WORK TASK: From the first line to the last, copy the listing below word for word.

________

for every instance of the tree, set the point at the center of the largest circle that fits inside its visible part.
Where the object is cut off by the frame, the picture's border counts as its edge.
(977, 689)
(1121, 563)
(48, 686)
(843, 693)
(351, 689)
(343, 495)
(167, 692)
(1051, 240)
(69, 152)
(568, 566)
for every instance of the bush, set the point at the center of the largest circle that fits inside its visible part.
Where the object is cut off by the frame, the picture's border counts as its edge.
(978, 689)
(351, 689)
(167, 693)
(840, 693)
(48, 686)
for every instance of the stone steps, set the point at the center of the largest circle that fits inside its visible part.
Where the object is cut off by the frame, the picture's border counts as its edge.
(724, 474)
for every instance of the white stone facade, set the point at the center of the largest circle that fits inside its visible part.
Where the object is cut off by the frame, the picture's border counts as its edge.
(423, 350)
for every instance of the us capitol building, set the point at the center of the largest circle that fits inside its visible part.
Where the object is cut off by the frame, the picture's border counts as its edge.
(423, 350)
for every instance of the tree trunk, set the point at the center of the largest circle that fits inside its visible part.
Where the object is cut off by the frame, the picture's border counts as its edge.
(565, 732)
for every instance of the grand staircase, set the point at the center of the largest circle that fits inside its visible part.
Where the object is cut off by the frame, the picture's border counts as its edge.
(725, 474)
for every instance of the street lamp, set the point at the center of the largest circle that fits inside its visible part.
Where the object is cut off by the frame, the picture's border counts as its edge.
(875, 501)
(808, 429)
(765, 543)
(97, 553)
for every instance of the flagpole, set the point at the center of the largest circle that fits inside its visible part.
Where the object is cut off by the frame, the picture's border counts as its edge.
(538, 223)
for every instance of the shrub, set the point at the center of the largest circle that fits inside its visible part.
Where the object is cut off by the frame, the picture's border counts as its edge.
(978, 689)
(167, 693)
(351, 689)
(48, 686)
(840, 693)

________

RESPONSE TO THE EXERCISE:
for every instance of the tree, set the point at the center of the largest circle that fits inside its visible part.
Where the object is cut off by the frame, the picture's border counts as its edge.
(977, 689)
(1121, 563)
(48, 686)
(843, 693)
(351, 689)
(343, 495)
(167, 692)
(1051, 240)
(69, 152)
(568, 566)
for every instance of the bush, set the point at the center of the largest circle that fits inside its visible part.
Where the object is cut off by the frame, the picture's border counts as its edge.
(978, 689)
(351, 689)
(167, 693)
(840, 693)
(48, 686)
for every instance of the stone steps, set the point at the center of the largest circle that fits inside its visible part.
Where the object is cut off by the frame, the picture's border counts as its edge.
(724, 474)
for every instance of the white stone facade, set the point at the center of the largest circle that fits inside its visible part.
Where the object is cut off by the frame, the picture's border counts as its edge.
(423, 350)
for every instance of the us capitol building, set the point at the center of the largest circle that fits inside its visible part.
Where the object is cut off by the frame, the picture's border counts as its edge.
(423, 350)
for every instance of the tree trunk, set the point at the center of the largest circle that fits inside its visible part.
Where the object is cut off by the frame, the picture's border counts as its edge.
(565, 732)
for every instance of the grand staircase, set the point at the center of the largest circle that fits inside its visible part.
Where the object is cut off by the frame, the picture's border counts as its edge.
(725, 474)
for every instance of the street lamp, set the point at the center of the largest circle that fits inside its visible part.
Where the object is cut off by the frame, the picture's border counts as its edge.
(875, 501)
(808, 429)
(765, 543)
(97, 553)
for every instance of the flagpole, set the point at the center of the largest circle that fits inside its visible part.
Where the object is cut off by the frame, the picture's border counts as its edge.
(538, 223)
for every instance of the shrub, set the point at the center of the largest circle that fits inside its visible part.
Where the object is cut off by the frame, the picture's border counts as its edge.
(978, 689)
(167, 693)
(351, 689)
(48, 686)
(840, 693)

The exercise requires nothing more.